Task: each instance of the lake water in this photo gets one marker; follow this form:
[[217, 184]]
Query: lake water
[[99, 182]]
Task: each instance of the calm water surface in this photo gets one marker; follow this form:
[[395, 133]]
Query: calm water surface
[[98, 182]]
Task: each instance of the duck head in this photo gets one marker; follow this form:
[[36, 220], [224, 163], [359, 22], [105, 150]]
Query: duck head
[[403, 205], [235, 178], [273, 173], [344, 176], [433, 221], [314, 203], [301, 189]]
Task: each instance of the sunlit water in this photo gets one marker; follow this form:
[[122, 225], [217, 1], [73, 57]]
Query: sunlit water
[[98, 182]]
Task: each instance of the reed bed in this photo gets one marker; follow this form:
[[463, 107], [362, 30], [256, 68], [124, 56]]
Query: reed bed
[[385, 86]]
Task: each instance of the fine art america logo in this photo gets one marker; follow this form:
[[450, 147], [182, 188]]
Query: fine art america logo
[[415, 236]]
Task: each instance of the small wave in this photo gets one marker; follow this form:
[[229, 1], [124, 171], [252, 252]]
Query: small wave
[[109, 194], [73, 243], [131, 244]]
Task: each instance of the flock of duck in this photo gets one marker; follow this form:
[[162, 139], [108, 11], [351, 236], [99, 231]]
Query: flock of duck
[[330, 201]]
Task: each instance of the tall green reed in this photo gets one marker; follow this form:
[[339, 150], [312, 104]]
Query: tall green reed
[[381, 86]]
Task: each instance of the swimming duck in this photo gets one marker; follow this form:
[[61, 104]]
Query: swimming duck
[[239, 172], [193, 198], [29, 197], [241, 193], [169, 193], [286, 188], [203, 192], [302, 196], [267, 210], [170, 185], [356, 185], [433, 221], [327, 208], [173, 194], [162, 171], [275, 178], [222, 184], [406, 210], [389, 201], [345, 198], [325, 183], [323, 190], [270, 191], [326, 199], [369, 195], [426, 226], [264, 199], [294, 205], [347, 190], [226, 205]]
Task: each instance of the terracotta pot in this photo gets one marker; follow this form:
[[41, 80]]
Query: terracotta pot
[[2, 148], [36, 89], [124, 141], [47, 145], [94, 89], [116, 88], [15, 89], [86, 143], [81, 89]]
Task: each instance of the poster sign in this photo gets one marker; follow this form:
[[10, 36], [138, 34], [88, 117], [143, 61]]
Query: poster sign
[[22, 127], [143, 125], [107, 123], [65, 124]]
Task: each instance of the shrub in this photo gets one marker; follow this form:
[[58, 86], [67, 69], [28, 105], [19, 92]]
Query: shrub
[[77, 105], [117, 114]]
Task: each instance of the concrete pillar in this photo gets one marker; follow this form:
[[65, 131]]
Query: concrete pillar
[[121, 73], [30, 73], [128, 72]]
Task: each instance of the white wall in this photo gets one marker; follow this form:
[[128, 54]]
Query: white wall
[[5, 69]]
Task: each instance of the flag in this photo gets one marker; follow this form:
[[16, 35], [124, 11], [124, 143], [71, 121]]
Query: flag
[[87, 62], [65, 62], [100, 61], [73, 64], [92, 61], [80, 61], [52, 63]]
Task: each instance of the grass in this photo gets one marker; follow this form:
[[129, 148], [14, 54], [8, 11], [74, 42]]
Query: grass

++++++++++++++++++++

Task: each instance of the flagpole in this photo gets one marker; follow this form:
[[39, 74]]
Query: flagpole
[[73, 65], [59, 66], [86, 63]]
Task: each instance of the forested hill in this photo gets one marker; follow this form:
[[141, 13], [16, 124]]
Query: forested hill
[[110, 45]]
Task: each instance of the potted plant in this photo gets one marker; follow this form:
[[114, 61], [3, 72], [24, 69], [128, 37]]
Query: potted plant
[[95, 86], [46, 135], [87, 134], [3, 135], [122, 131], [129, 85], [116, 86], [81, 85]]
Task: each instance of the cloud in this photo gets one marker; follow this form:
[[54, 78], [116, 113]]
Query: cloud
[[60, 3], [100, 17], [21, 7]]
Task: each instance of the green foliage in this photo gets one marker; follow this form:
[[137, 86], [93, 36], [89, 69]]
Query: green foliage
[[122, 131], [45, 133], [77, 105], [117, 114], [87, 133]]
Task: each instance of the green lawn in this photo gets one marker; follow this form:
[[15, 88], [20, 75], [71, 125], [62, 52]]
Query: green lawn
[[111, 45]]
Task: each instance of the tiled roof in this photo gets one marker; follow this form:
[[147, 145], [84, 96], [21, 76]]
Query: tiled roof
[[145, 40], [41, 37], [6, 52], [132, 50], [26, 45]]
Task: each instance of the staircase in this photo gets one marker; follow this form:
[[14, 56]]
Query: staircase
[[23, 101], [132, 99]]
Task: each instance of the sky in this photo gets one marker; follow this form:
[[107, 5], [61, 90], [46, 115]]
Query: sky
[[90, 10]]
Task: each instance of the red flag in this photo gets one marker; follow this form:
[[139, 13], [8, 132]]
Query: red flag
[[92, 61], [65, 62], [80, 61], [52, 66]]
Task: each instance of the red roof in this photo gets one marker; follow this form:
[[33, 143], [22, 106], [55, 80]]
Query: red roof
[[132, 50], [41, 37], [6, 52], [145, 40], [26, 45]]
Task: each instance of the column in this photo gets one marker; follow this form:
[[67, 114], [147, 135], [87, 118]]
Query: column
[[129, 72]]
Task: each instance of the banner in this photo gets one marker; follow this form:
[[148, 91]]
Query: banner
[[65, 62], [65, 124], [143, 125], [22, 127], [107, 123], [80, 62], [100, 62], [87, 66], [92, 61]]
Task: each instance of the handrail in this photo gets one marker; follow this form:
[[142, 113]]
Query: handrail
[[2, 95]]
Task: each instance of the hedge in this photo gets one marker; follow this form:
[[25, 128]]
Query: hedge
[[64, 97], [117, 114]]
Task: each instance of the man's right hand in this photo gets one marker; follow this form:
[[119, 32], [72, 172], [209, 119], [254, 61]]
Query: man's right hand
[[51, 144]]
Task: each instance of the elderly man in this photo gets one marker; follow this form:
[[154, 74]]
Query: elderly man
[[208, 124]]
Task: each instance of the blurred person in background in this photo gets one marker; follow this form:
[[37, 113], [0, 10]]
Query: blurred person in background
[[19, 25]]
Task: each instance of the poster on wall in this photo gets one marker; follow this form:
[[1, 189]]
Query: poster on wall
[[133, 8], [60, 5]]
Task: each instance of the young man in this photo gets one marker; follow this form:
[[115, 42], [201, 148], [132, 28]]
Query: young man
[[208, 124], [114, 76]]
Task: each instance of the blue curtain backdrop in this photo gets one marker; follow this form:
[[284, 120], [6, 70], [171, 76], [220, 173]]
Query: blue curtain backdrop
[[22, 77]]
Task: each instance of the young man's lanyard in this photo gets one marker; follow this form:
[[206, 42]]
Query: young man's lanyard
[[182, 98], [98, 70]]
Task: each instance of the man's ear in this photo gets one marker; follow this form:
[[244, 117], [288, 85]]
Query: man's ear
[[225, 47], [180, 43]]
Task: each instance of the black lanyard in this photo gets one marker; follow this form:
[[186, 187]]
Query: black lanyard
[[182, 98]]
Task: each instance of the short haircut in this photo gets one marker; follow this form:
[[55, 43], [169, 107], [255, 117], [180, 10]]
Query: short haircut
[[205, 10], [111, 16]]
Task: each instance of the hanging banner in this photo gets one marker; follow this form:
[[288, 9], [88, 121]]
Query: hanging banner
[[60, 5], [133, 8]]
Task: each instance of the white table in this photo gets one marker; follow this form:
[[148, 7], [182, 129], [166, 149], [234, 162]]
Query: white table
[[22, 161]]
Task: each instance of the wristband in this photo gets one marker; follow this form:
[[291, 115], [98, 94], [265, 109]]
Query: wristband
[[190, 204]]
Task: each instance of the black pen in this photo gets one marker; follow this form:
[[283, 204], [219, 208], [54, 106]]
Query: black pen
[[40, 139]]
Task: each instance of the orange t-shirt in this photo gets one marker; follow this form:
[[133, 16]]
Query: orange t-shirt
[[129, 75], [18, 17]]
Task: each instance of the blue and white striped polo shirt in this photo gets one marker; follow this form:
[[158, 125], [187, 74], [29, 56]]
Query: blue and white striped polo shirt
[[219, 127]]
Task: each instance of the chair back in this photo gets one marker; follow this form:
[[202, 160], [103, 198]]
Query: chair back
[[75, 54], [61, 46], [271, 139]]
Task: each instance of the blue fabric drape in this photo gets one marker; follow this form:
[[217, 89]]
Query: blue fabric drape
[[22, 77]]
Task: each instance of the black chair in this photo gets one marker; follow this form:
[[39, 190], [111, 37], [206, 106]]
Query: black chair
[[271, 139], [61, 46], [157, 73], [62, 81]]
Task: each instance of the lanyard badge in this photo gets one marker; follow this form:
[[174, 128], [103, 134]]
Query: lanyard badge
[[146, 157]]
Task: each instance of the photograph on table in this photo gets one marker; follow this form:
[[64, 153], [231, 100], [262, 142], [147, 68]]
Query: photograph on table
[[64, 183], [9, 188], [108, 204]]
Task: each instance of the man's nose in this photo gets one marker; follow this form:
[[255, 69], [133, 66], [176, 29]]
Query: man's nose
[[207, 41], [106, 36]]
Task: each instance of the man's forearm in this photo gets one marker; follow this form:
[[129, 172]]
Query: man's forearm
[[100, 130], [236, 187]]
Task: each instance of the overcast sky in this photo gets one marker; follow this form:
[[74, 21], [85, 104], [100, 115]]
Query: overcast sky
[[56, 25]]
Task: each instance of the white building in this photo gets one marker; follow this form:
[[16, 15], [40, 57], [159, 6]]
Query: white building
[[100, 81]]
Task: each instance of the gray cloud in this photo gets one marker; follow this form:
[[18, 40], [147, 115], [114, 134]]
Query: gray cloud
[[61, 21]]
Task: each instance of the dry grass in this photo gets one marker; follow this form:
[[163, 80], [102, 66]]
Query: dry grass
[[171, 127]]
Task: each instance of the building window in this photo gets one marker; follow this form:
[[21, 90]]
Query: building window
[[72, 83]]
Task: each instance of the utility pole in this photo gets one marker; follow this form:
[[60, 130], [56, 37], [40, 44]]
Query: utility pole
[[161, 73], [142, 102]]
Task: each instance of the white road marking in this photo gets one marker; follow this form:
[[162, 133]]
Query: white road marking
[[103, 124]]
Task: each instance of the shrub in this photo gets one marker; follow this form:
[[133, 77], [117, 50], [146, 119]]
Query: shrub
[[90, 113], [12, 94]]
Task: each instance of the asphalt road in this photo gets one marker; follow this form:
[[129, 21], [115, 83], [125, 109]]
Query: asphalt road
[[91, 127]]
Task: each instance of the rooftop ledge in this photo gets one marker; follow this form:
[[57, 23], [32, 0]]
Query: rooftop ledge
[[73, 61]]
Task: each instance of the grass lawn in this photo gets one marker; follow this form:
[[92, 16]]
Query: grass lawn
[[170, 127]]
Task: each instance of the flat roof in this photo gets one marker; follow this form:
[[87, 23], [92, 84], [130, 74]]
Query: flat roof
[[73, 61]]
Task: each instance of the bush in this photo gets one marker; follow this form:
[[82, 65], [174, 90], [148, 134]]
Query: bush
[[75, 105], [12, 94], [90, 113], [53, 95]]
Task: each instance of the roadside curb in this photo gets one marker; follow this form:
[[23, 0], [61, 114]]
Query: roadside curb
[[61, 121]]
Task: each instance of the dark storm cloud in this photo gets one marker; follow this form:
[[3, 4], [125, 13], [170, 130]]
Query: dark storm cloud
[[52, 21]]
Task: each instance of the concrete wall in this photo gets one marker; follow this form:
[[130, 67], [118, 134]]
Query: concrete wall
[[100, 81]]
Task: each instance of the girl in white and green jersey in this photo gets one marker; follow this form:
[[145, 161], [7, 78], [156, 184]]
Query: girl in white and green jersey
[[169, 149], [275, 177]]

++++++++++++++++++++

YOUR TASK: Working from the material above, retype exactly the lines from the one with "Task: each instance of the roadside" through the one with "Task: each instance of the girl", both included, and only those lines.

RESULT OF THIS TASK:
Task: each instance of the roadside curb in this photo gets one marker; follow this form:
[[23, 0], [61, 114]]
Query: roadside curb
[[61, 121]]
Task: each instance of the dark storm cloud in this photo gets one marker; follow this form:
[[3, 4], [125, 13], [170, 130]]
Query: dark storm cloud
[[52, 21]]
Task: each instance of the concrete wall in this photo gets one marker; follow this form:
[[130, 67], [118, 134]]
Query: concrete wall
[[100, 81]]
Task: each instance of the girl in white and green jersey in this photo gets one marker; follow this form:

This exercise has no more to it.